▶ REQUEST
Rewrite every line of the records below as a Markdown table with two columns, Row for the row number and Line for the line itself. Skip blank lines, and leave the pictures out of your answer.

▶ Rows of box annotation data

════

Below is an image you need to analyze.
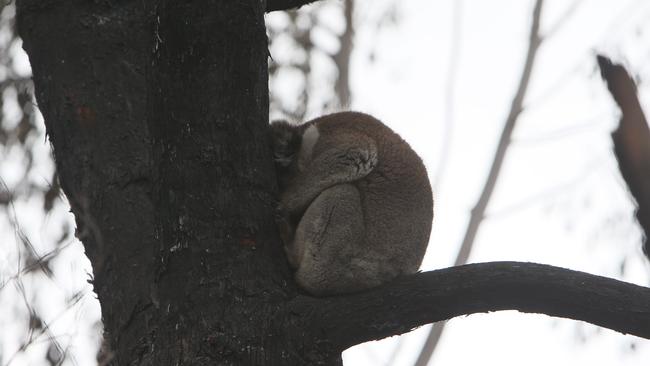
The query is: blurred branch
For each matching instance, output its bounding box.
[415,0,543,366]
[596,55,650,259]
[333,0,355,109]
[545,0,583,38]
[266,0,317,12]
[302,262,650,350]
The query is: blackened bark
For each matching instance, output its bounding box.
[17,0,340,365]
[17,0,650,365]
[302,262,650,349]
[597,55,650,259]
[266,0,318,12]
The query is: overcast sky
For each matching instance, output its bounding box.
[0,0,650,366]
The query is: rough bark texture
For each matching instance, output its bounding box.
[17,0,338,365]
[266,0,318,12]
[17,0,650,365]
[597,56,650,259]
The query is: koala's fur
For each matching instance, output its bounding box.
[271,112,433,296]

════

▶ ANSWER TO THE TASK
| Row | Line |
|---|---|
| 1 | Below is an image you need to analyze. |
| 2 | The query is: blurred branch |
| 3 | For each matching instance, output its bounding box. |
| 4 | [415,0,543,366] |
| 5 | [596,55,650,259] |
| 6 | [333,0,355,109] |
| 7 | [545,0,583,38] |
| 8 | [266,0,317,12] |
| 9 | [302,262,650,350] |
| 10 | The query is: blackened bark |
| 11 | For each matching instance, output its bounding box. |
| 12 | [17,0,340,365] |
| 13 | [17,0,650,365] |
| 14 | [302,262,650,349] |
| 15 | [597,55,650,259] |
| 16 | [266,0,318,12] |
| 17 | The query is: overcast sky |
| 18 | For each matching instance, output its bounding box. |
| 19 | [0,0,650,366] |
| 20 | The query is: rough bark texture |
| 21 | For each matching instance, output its bounding box. |
| 22 | [17,0,338,365] |
| 23 | [266,0,318,12] |
| 24 | [17,0,650,365] |
| 25 | [597,56,650,259] |
| 26 | The query is: koala's fur |
| 27 | For each matching instance, output its bounding box. |
| 28 | [271,112,433,296] |